Selected extract:
+ + +
Broad, feel-good content used to travel far. Today, it stalls.

  • Motivational one-liners with no context
  • Recycled “broetry” and generic carousel formats
  • Repeated frameworks with no original insight

The system identifies low-effort, repetitive patterns and downranks them. Overuse of hashtags falls into the same bucket. What once expanded reach now looks like spam.

What changed:
Surface-level content gets filtered out. Specific, original thinking gets through.

3. High-Volume, Unfocused Posting

Posting more used to mean reaching more. That logic has flipped.

Data from Richard van der Blom shows:

  • Moving from 5 to 7 posts per week led to , 27% reach per post
  • Engagement rate dropped by, 23%

The issue is not just frequency. It is a lack of focus.

  • Jumping across unrelated topics resets your relevance signals
  • The algorithm struggles to classify your expertise
  • Your audience becomes fragmented

As he puts it, LinkedIn no longer rewards volume. It rewards coherent relevance signals.

What changed:
Consistency in topic matters more than consistency in posting frequency.

Three Things 360 Brew Actively Rewards

With the old playbook gone, the new one is clear. The algorithm is not mysterious. It consistently pushes three types of signals.

1. Subject-Matter Depth and Niche Expertise

Content grounded in real, specific expertise now travels further.
+ + +
Recorded data:
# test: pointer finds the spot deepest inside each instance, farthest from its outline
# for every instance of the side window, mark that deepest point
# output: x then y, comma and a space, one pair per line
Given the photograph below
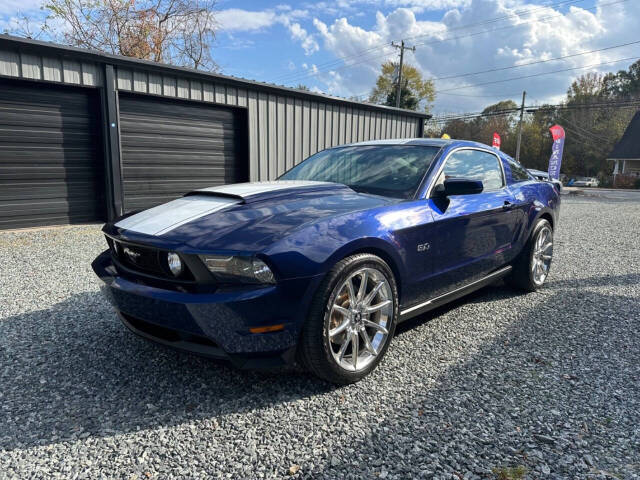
474, 165
518, 172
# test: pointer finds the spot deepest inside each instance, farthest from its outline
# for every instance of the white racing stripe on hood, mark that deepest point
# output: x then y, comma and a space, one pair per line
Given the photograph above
164, 218
255, 188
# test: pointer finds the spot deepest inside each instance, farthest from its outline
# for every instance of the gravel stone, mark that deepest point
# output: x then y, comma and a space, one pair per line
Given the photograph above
497, 381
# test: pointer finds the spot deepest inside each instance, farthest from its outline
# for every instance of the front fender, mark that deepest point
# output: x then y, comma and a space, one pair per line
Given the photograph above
314, 249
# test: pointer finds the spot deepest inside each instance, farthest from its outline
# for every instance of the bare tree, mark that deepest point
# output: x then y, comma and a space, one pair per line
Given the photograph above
178, 32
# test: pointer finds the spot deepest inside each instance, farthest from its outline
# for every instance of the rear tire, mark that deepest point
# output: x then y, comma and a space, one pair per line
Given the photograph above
531, 267
351, 321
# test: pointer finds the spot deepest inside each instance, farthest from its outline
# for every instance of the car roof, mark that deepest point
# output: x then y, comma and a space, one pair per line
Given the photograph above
428, 142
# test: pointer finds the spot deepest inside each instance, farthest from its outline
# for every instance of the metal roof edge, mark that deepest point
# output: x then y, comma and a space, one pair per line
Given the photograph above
28, 44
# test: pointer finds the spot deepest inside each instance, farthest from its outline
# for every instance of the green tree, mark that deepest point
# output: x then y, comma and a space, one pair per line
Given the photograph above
625, 84
407, 98
422, 90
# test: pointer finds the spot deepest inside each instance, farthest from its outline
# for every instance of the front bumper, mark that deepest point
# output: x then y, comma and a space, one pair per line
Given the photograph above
213, 324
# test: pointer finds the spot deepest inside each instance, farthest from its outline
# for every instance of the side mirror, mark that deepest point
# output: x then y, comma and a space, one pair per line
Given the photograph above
458, 186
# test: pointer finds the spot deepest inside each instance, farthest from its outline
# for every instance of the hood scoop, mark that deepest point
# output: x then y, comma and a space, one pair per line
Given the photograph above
168, 216
259, 190
199, 203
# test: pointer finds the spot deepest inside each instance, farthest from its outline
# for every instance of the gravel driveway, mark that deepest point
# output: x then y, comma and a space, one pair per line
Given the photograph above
498, 385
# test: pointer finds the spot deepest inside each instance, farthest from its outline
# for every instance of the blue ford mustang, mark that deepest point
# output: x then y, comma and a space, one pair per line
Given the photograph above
321, 265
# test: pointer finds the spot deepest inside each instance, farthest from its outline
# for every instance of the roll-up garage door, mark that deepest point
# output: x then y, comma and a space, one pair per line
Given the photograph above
51, 169
171, 147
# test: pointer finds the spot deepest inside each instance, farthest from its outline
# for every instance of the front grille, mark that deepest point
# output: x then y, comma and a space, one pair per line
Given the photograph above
147, 260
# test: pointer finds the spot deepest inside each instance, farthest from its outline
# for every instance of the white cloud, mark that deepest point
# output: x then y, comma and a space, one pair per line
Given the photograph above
307, 41
13, 7
234, 20
542, 34
238, 20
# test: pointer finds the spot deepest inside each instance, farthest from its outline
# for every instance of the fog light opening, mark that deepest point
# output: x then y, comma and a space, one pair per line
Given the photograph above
267, 329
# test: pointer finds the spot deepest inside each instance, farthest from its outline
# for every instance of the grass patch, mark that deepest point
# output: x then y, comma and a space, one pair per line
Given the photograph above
510, 473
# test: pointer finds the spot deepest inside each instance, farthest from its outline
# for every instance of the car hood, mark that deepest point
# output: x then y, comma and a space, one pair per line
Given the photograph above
243, 217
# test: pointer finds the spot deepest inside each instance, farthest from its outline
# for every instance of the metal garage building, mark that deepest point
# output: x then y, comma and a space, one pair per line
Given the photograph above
86, 136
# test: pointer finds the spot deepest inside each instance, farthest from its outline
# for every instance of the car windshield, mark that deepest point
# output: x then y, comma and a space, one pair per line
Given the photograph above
387, 170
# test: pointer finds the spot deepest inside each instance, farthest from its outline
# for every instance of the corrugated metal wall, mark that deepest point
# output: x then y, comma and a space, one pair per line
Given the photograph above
283, 129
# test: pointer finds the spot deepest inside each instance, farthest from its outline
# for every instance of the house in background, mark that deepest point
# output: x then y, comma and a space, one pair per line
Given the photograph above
626, 153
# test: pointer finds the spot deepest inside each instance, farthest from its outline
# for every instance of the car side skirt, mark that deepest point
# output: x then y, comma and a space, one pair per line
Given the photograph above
421, 308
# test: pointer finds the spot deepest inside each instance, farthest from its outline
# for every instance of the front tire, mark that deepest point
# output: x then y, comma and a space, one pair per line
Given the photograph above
352, 320
531, 267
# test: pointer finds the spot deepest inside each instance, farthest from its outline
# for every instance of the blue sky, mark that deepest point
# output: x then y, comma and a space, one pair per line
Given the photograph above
337, 46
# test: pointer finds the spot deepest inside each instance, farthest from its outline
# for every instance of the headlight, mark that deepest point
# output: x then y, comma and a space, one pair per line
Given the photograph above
238, 269
175, 264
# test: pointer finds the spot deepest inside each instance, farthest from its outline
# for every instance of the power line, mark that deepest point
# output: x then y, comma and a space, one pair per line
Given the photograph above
533, 109
537, 62
586, 132
537, 75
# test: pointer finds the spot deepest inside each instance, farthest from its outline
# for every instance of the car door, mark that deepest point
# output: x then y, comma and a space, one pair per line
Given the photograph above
471, 234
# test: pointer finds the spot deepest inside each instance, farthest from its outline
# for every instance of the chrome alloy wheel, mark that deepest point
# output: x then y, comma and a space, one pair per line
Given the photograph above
542, 255
359, 317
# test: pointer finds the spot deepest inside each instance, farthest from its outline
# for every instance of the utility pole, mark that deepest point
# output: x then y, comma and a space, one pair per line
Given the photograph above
524, 94
399, 86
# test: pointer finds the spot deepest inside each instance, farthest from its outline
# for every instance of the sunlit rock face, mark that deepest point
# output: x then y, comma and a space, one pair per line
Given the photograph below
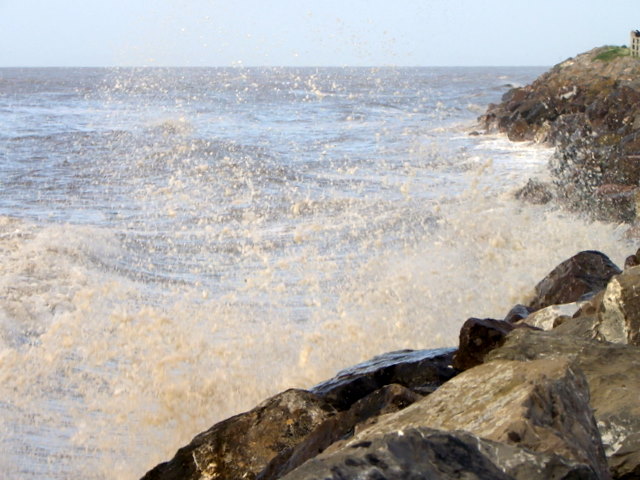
612, 372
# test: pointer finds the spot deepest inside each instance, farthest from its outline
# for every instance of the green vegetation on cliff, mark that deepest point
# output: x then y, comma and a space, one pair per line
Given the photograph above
612, 52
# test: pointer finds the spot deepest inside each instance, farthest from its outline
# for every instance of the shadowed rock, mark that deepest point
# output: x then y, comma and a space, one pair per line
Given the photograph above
584, 274
477, 338
242, 446
334, 432
613, 375
428, 453
541, 405
419, 370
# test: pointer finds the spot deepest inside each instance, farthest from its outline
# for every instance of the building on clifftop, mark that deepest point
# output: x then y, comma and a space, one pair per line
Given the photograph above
634, 46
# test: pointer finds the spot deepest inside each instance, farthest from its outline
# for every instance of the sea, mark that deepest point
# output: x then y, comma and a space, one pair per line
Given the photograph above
179, 244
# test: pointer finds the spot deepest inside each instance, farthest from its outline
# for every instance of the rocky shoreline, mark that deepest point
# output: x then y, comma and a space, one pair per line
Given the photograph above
549, 392
588, 107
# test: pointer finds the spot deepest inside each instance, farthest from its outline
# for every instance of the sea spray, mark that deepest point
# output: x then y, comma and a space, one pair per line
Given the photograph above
181, 245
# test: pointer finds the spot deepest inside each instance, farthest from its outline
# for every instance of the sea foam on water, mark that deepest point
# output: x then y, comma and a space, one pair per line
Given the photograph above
179, 248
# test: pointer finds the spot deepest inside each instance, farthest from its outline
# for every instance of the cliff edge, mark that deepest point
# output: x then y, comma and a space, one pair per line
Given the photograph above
589, 108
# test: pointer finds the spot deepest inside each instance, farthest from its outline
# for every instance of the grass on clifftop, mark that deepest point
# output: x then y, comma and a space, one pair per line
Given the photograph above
612, 52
+ + +
Task goal:
In the LinkedIn algorithm article, can you write out the part that opens with the words "Three Things 360" and closes with "types of signals.", replacing "playbook" with "rulebook"?

Answer:
Three Things 360 Brew Actively Rewards

With the old rulebook gone, the new one is clear. The algorithm is not mysterious. It consistently pushes three types of signals.